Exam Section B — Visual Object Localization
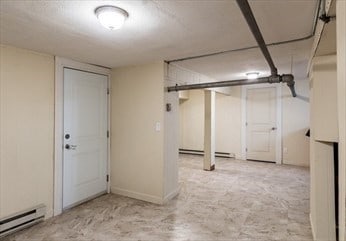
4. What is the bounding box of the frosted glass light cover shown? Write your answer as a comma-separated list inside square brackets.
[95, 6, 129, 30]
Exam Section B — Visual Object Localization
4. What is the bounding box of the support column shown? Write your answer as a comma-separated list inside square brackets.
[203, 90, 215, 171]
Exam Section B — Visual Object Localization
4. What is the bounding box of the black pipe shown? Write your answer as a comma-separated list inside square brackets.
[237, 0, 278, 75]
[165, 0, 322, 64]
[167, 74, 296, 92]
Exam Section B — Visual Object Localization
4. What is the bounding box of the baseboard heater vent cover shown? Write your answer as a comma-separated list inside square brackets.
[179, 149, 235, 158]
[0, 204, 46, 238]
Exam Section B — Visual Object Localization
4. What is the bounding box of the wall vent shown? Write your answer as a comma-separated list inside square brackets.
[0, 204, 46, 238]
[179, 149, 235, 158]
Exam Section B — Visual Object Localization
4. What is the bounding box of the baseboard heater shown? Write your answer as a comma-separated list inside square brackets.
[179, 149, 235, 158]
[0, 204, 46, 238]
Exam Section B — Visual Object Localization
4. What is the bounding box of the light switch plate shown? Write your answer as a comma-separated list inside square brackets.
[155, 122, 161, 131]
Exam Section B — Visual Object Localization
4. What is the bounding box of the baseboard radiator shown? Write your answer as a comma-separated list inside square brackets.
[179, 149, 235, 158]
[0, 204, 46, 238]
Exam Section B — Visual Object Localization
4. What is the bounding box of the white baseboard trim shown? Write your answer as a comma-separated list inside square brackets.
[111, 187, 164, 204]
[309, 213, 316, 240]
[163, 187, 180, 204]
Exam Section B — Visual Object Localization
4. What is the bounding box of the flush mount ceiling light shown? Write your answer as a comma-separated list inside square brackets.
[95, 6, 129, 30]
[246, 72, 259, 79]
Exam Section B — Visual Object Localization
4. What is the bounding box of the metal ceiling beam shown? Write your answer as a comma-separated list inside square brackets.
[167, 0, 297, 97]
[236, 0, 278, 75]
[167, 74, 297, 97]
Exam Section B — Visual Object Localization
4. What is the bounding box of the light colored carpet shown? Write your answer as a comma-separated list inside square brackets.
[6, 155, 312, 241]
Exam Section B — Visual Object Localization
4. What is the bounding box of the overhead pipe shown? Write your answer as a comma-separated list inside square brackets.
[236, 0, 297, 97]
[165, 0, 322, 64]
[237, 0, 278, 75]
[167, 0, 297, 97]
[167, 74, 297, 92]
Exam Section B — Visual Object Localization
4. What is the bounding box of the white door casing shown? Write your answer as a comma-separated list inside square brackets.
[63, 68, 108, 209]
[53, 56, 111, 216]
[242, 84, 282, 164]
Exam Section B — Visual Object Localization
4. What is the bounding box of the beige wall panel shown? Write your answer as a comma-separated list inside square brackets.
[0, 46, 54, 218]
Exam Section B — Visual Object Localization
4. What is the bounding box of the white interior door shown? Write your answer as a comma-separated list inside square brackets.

==

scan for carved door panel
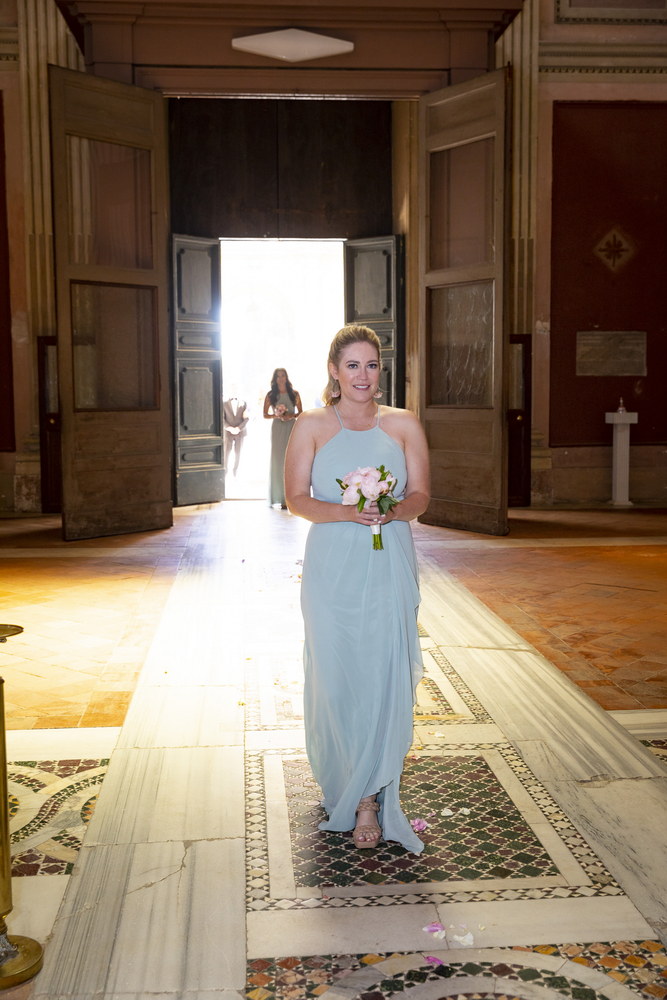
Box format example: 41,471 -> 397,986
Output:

- DIRECTIVE -
Which lines in the entries above contain the string "panel"? Find each one and copy it in full, treating uppercase and lowercase letters as different.

- TASK RESULT -
4. What is the bounding box of the beige wall panel shown? Write your answer as a comma-separated list inside square brackets.
scan for carved door panel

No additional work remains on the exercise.